Excerpt provided →
-=-=-=-=-
Since September 2010, this blog has recorded the journey of this music junkie as I attempt to listen to all the music in my CD collection. CDs revisited in their entirety from start to finish - no skipping tracks, no shuffle. Compact Discs only - no vinyl, no tapes, no files.
Wednesday, June 19, 2013
Spyro Gyra - Down The Wire (2009)
Fortunately, the music is much better than the album cover art. I've often written that my favorite Spyro Gyra music comes from albums released in the late '70s and early '80s. The allmusic review sums up this music nicely: "there is no fluff on this 65-minute CD, which finds the Spyro Gyra of 2009 acting a lot like the freewheeling Spyro Gyra of the '70s and early '80s." That's all I need to hear. The more energetic, upbeat sound and solid writing that the band brought back on Good To Go-Go is also a welcome presence on this disc. It also sounds like Tom Schuman dug up some old analog synths to use and I like that. Sure, some of this sounds like instrumental pop music you might hear on The Weather Channel or at the supermarket, but I enjoy it so that's all that matters to me.
-=-=-=-=-
Data supplied →
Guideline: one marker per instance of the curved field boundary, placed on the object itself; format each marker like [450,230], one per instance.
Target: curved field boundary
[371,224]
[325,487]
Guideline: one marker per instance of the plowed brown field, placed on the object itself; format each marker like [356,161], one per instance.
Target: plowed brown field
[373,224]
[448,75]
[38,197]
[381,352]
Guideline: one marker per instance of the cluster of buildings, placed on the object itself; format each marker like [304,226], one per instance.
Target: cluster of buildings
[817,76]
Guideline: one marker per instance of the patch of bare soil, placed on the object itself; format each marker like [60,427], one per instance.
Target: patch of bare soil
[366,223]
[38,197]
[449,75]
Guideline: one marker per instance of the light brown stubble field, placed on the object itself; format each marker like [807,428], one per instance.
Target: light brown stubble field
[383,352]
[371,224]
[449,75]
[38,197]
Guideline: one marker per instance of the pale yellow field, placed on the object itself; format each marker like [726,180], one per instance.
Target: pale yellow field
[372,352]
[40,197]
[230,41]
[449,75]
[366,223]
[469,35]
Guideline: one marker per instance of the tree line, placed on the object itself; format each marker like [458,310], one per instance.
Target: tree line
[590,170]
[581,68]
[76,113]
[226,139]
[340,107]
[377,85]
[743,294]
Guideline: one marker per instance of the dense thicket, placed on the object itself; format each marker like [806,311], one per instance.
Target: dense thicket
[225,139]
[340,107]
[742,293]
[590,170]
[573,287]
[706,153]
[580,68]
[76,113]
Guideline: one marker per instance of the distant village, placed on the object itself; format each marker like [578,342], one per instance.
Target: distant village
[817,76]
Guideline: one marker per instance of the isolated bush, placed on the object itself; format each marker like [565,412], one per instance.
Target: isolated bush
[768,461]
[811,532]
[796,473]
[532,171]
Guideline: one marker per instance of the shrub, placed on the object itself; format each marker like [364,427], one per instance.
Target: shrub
-=-=-=-=-
Instructions to follow →
Please return the blog post above about Spyro Gyra's Down The Wire in full, word for word, from its first line through its last sentence.

Answer →
Since September 2010, this blog has recorded the journey of this music junkie as I attempt to listen to all the music in my CD collection. CDs revisited in their entirety from start to finish - no skipping tracks, no shuffle. Compact Discs only - no vinyl, no tapes, no files.
Wednesday, June 19, 2013
Spyro Gyra - Down The Wire (2009)
Fortunately, the music is much better than the album cover art. I've often written that my favorite Spyro Gyra music comes from albums released in the late '70s and early '80s. The allmusic review sums up this music nicely: "there is no fluff on this 65-minute CD, which finds the Spyro Gyra of 2009 acting a lot like the freewheeling Spyro Gyra of the '70s and early '80s." That's all I need to hear. The more energetic, upbeat sound and solid writing that the band brought back on Good To Go-Go is also a welcome presence on this disc. It also sounds like Tom Schuman dug up some old analog synths to use and I like that. Sure, some of this sounds like instrumental pop music you might hear on The Weather Channel or at the supermarket, but I enjoy it so that's all that matters to me.